Estratto —
--- --- ---
1943. Natale di sangue in provincia di Savona

Savona: Madonna degli Angeli. Fonte: IVG.it

La sera del 23 dicembre 1943, un ordigno venne lanciato nella Trattoria della Stazione in via XX settembre a Savona all’indirizzo dello squadrista Bonetto che rimase ferito e causò la morte di altre sette persone, fra cui un ufficiale tedesco. I fascisti avrebbero voluto disporre un’immediata rappresaglia ma i tedeschi preferirono usare metodi diversi. Il 24 e 25 dicembre infatti c’erano parecchi prigionieri politici che affollavano le carceri di Sant’Agostino, le camere di sicurezza della Questura, le celle dei Carabinieri e della Milizia.
L’avvocato Cristoforo Astengo fu ricondotto subito a Savona dalle carceri di Marassi a Genova, mentre a Finalmarina il collega avvocato Renato Wuillermin, venne arrestato durante la messa. La notte di Natale ed il mattino dopo, nella Federazione savonese i capi fascisti si riunirono per decidere i “provvedimenti da adottare”. Erano quasi le ore 5 del 27 dicembre, quando sette arrestati furono prelevati dal carcere di S. Agostino e portati con un cellulare della Questura, nella caserma della Milizia di Corso Ricci, in cui si tenne di nuovo una “seduta straordinaria” di un sedicente Tribunale militare.
La condanna disposta fu pena di morte mediante fucilazione con esecuzione immediata. Un’ora dopo i prigionieri furono condotti al forte della Madonna degli Angeli dove si trovavano ad attenderli un plotone di esecuzione formato da 40 repubblichini, comandati da Bruno Messa. I morti furono: Cristoforo Astengo, avvocato, di anni 58; Renato Wuillermin, avvocato, di anni 47; Carlo Rebagliati, falegname, di anni 47; Arturo Giacosa, operaio, di anni 38; Amelio Bolognesi, soldato, di anni 31; Francesco Calcagno, agricoltore, di anni 26; Aniello Savarese, soldato, di anni 21. Per Astengo, Calcagno e Rebagliati fu necessario il colpo di grazia.
--- --- ---
Requisiti del compito —
**a)** Secondo l'estratto, da quanti uomini era formato il plotone di esecuzione che attendeva i prigionieri al forte della Madonna degli Angeli?
**b)** Scriva il seguito del testo sulla fucilazione del 27 dicembre 1943 a Savona, riprendendo subito dopo l'ultima frase riportata.

Sezione dati —
--- --- ---
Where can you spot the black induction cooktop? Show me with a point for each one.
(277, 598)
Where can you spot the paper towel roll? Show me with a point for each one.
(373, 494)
--- --- ---
Risultati —
**a)** Il plotone era formato da 40 repubblichini.

**b)**
Redazione, Savona, vittime del “Natale di sangue” del ’43: commemorazione al Forte della Madonna degli Angeli, IVG.it, 24 dicembre 2012

Savona fu la prima città della regione, in ordine di tempo, a subire una grossa rappresaglia nazifascista.
Nel periodo delle feste natalizie la lotta nel savonese aveva del resto raggiunto una fase di acutezza che forse nelle altre province liguri doveva ancora verificarsi.
Il moltiplicarsi dei minacciosi bandi germanici in materia civile e militare e delle più severe restrizioni economiche, le spedizioni punitive effettuate dagli squadristi, ma soprattutto le notizie dei duri rastrellamenti iniziati contro i gruppi partigiani di montagna e il rincrudire della repressione poliziesca contro gli scioperanti del 21 dicembre Impegnavano le G.A.P. cittadine ad accentuare l’attività in campo militare aumentando le azioni armate contro i collaborazionisti e le truppe occupanti.
La sera del ventitré dicembre una bomba di notevole potenza, lanciata nella “Trattoria della Stazione” (luogo di ritrovo, in via XX settembre, di fascisti e tedeschi) causò 5 morti e 15 feriti (tra questi ultimi uno dei più noti collaborazionisti lo squadrista Bonetto accanito persecutore degli antifascisti savonesi).
Dopo avere immediatamente disposto il coprifuoco dalle ore 18 e la chiusura di cinema teatri e locali pubblici le autorità germaniche, anziché permettere ai fascisti una incontrollata azione di rappresaglia, suggerirono l’opportunità di dare un maggior rilievo all’avvenimento con una “punizione esemplare” che consentisse di approfittare della circostanza per eliminare alcuni tra gli antifascisti di maggior prestigio politico locale.
Naturalmente tale compito venne lasciato alle autorità italiane di polizia e ai fascisti i quali, dopo aver inutilmente offerto 100.000 lire di premio per chi avesse fornito notizie sugli autori e sui mandanti dell’attentato, precedettero (per iniziativa del capo della provincia Mirabelli) nella stessa notte dal 23 al 24 dicembre ad effettuare numerosi arresti di cittadini sospettati di avere sentimenti antifascisti.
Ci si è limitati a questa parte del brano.